## Begin Excerpt provided
Sefirat Ha’omer – If a Person Missed a Day of Counting

If, however, one misses an entire day of counting, then he no longer counts the Omer with a Beracha. This means that if a person did not count at all at night or the following day, he must omit the Beracha when counting the Omer henceforth. There is a common misconception that once a person misses a day of counting, he no longer needs to count at all. This is not correct; a person in such a situation must continue counting each night, only without reciting a Beracha. There are Halachic authorities who maintain that the obligation of Sefirat Ha’omer remains fully intact even after one misses a day of counting, and one must count even with a Beracha. We omit the Beracha in this situation in deference to the view that there is no longer an obligation of counting once one missed a day, but one must nevertheless continue counting as required according to many authorities.

Hacham Ben Sion Abba Shaul (Israel, 1923-1998), in his work Or Le’sion (vol. 3, 16:7), writes that when one resumes counting after missing a day, he must first make mention of the missed day. For example, if one missed the twenty-second day of the Omer, he cannot simply count that night “Hayom Shelosha Ve’esrim Yom La’omer She’hem Shelosha Shabuot U’shneh Yamim.” Since he had missed the twenty-second day, he cannot “jump” to the twenty-third day. Instead, he must first say, “Etmol Haya Shenayim Ve’esrim Yom La’omer She’hem Shelosha Shabuot Ve’yom Ehad,” noting the previous day’s counting, and then he can proceed to count the twenty-third day. And if a person missed two days of counting, then he must mention both days he had missed (“Shilshom Haya… Etmol Haya…”). No matter how many successive days one missed, he must mention all of them before proceeding to count that night of the Omer.

Summary: A person who missed a day of counting during the Omer must continue counting the Omer each night thereafter, though without a Beracha. When one resumes counting after missing a day, he must first mention the previous day’s counting by saying “Etmol Haya…La’omer,” and only then proceed to that night’s counting.
## End Excerpt provided
## Begin Supplied information
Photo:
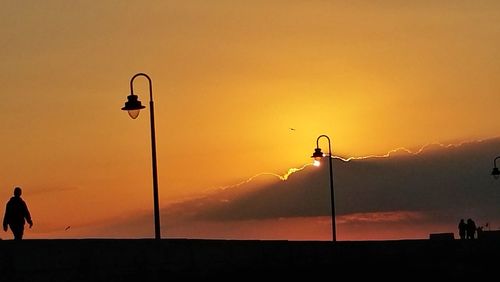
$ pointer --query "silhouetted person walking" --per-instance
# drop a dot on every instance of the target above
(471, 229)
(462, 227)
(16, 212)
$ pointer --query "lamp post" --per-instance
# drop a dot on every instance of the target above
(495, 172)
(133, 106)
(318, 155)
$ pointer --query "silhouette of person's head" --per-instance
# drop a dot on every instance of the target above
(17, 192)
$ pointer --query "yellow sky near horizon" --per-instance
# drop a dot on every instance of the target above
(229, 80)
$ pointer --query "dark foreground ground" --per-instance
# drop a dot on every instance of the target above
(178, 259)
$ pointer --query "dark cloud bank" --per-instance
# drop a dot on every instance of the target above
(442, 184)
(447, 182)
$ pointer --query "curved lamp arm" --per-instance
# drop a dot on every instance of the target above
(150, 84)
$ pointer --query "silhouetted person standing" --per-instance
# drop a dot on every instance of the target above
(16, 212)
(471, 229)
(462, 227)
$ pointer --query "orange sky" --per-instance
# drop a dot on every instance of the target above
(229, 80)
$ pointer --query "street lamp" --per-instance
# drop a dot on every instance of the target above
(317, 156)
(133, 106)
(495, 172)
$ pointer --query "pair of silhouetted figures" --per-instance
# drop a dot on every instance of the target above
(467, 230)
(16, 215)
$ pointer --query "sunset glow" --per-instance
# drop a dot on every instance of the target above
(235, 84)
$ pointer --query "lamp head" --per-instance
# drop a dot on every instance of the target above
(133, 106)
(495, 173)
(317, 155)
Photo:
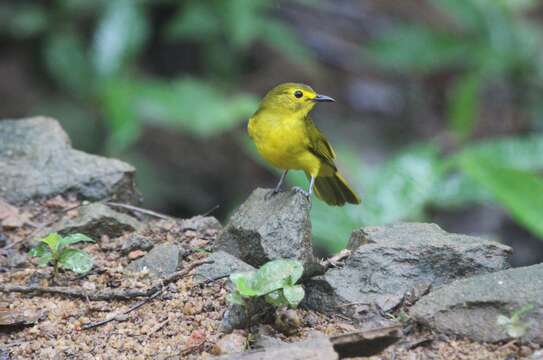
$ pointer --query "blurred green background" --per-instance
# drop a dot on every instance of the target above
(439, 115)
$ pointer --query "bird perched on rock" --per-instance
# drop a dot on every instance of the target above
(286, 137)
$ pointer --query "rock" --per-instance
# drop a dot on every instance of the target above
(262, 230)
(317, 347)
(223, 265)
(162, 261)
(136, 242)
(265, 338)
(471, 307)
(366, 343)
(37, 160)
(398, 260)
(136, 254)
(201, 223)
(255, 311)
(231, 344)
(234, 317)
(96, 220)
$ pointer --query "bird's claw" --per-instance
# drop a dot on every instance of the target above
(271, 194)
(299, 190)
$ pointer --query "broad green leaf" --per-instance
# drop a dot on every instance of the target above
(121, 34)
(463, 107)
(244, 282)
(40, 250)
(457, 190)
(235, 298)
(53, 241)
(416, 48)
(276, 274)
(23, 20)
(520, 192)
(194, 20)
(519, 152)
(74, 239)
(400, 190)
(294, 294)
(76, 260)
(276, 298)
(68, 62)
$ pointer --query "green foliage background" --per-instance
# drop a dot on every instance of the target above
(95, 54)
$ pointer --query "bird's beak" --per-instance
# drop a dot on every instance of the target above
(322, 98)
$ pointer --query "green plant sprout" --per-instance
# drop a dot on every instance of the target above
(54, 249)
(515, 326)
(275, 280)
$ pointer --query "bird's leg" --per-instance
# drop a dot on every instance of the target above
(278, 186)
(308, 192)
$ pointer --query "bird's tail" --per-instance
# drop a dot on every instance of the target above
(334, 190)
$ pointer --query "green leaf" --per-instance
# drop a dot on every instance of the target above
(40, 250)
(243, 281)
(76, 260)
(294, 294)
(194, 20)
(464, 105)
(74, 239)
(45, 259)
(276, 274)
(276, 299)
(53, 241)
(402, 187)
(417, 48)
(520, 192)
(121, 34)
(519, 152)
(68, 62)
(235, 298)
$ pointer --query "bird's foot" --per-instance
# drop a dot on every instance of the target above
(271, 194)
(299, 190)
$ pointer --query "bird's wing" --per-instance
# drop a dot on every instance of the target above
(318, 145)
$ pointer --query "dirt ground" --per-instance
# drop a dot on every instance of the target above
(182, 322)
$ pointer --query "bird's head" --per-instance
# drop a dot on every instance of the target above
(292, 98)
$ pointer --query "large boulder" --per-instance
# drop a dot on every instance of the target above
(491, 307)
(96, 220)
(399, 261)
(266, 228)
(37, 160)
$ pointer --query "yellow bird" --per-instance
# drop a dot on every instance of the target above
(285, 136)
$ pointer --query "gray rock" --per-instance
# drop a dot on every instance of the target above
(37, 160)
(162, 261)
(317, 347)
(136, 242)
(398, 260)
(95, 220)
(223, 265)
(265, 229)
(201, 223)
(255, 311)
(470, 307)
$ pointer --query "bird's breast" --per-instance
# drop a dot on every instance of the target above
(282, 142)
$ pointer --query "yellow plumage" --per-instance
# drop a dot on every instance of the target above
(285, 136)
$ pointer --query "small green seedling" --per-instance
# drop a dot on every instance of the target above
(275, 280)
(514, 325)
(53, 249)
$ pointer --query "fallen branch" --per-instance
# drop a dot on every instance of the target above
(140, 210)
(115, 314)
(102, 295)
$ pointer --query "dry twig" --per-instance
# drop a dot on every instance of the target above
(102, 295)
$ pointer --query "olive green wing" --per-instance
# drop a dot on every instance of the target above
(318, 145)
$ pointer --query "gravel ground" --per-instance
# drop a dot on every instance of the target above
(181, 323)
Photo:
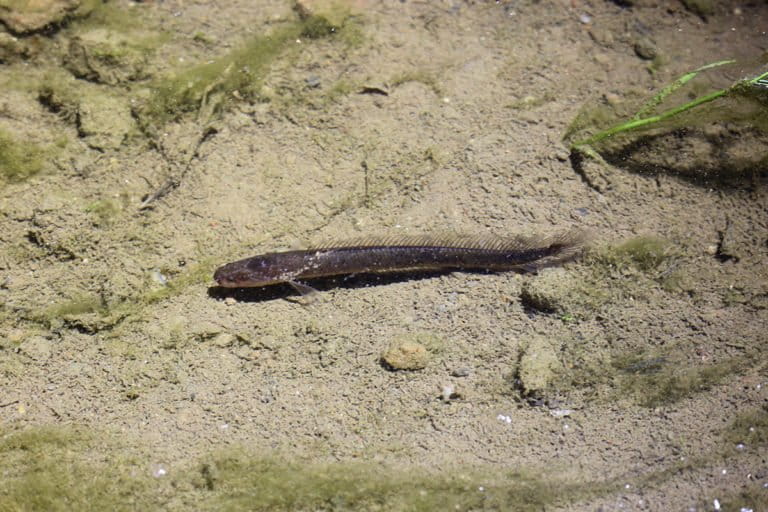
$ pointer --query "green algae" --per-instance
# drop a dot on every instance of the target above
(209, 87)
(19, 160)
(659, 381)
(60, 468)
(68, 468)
## End Supplied information
● **Problems**
#1 Answer these questions about the text on missing a day of counting the Omer, one per line:
(a) After missing an entire day, how does a person continue counting each night?
(b) In which work, volume and section does Hacham Ben Sion Abba Shaul discuss resuming the count?
(c) If a person missed two days of counting, what must he mention before counting that night?
#2 Print the stretch of the text on missing a day of counting the Omer from "If, however, one" through "to many authorities.".

● **Answers provided**
#1
(a) He continues counting each night, but without reciting a Beracha.
(b) Or Le'sion, vol. 3, 16:7.
(c) He must mention both days he had missed ("Shilshom Haya… Etmol Haya…").

#2
If, however, one misses an entire day of counting, then he no longer counts the Omer with a Beracha. This means that if a person did not count at all at night or the following day, he must omit the Beracha when counting the Omer henceforth. There is a common misconception that once a person misses a day of counting, he no longer needs to count at all. This is not correct; a person in such a situation must continue counting each night, only without reciting a Beracha. There are Halachic authorities who maintain that the obligation of Sefirat Ha’omer remains fully intact even after one misses a day of counting, and one must count even with a Beracha. We omit the Beracha in this situation in deference to the view that there is no longer an obligation of counting once one missed a day, but one must nevertheless continue counting as required according to many authorities.